→ **TRY IT**:
Return all the entries word for word, minus the pictures.
────────────────────────────────────────
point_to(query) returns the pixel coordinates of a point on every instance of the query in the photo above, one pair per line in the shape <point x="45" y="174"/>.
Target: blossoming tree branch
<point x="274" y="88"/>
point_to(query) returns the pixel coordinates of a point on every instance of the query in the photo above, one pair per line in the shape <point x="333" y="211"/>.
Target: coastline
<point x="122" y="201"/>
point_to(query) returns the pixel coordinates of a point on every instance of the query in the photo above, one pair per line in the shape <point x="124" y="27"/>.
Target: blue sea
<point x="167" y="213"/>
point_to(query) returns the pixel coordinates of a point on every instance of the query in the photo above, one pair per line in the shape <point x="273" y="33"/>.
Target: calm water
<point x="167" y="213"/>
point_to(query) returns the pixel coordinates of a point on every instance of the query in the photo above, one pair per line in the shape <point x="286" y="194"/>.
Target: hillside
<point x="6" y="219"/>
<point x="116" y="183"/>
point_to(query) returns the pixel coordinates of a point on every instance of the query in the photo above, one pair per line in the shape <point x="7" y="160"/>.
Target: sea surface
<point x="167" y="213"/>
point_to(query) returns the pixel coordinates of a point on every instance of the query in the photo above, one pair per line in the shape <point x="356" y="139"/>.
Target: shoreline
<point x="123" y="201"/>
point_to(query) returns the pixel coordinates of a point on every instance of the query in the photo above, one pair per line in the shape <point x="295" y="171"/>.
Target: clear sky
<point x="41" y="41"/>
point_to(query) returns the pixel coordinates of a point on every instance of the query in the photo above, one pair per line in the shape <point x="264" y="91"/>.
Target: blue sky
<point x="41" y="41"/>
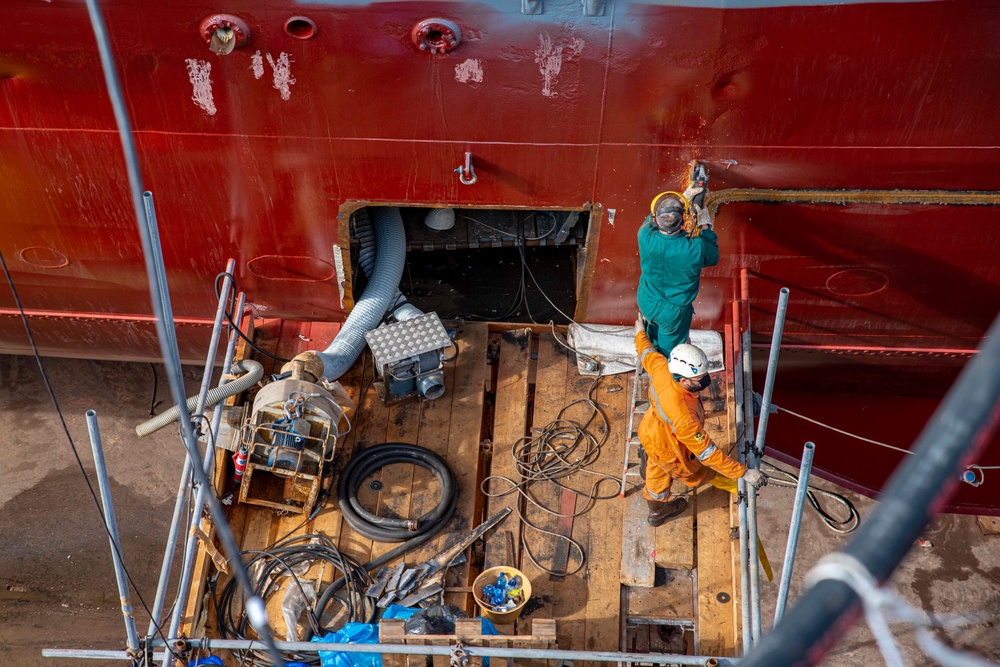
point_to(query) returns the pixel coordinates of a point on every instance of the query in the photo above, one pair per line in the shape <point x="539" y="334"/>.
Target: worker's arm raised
<point x="651" y="360"/>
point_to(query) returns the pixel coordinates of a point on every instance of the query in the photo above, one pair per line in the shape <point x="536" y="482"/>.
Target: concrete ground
<point x="57" y="585"/>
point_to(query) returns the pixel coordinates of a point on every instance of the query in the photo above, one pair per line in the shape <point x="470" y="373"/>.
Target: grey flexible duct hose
<point x="401" y="308"/>
<point x="382" y="287"/>
<point x="252" y="373"/>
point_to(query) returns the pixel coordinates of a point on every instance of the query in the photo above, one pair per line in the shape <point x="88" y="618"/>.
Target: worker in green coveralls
────────────────────────────────────────
→ **TASK SOLUTION**:
point_to(query) returns the pixel coordinates of a point on every instance of the query in the photo above, one pair per line in the shape <point x="45" y="174"/>.
Target: blossoming tree branch
<point x="274" y="88"/>
point_to(query) returns the pixel coordinates of a point on every instance of the query in the photo above, one pair per line in the shape <point x="333" y="211"/>.
Target: coastline
<point x="122" y="201"/>
point_to(query) returns the pixel coordinates of a point on every instance of the query in the photo above, one pair per line in the shape <point x="124" y="27"/>.
Target: blue sea
<point x="167" y="213"/>
point_to(query) returns the pixel coordinates of a point on every instance of the query in the photo above, one pair per line in the shape <point x="273" y="33"/>.
Target: calm water
<point x="167" y="213"/>
point_to(query) returns the pixel coordinates of a point on every instance of the query in the photo above, one pair per line in the shape <point x="286" y="194"/>.
Target: hillside
<point x="6" y="219"/>
<point x="116" y="183"/>
point_to(query) returns the pixel coordinates of a point on every instance of the query in the photo above, one pair per line in the shape <point x="7" y="160"/>.
Target: sea surface
<point x="167" y="213"/>
point_to(query) returns the pixel coordinates of a point on every instance of the query in the photo above, one pair per line in the shape <point x="356" y="139"/>.
Target: shoreline
<point x="123" y="201"/>
point_to(query) returns the pixel coordinates of a point on every instance of the query in the photo above, one pair per line in the shape <point x="295" y="171"/>.
Target: clear sky
<point x="41" y="41"/>
point_to(query) returns the pixel coordinates of a point on every instance of the query in the photo above, one pair per line in the shape <point x="264" y="91"/>.
Target: blue sky
<point x="41" y="41"/>
point_to(query) returns the pixel coordinates of a point on every instance of the query in the photo above, one pair per line in the shape <point x="539" y="334"/>.
Target: worker's arm raised
<point x="651" y="360"/>
point_to(query) returns the pixel coordinates of a point on every instance of the query in the photo above, one pair per line in the shape <point x="536" y="482"/>.
Target: concrete ground
<point x="57" y="585"/>
point_to(query) returns the pixel coordinates of a point on every instance of the query in the photo above, one pair per line in the shape <point x="470" y="373"/>.
Target: grey flexible duct hose
<point x="401" y="308"/>
<point x="382" y="287"/>
<point x="252" y="373"/>
point_to(query) returns the pixel coordinates of a point on every instance of the query in the photo above, one pair per line in the shape <point x="88" y="618"/>.
Target: worker in green coveralls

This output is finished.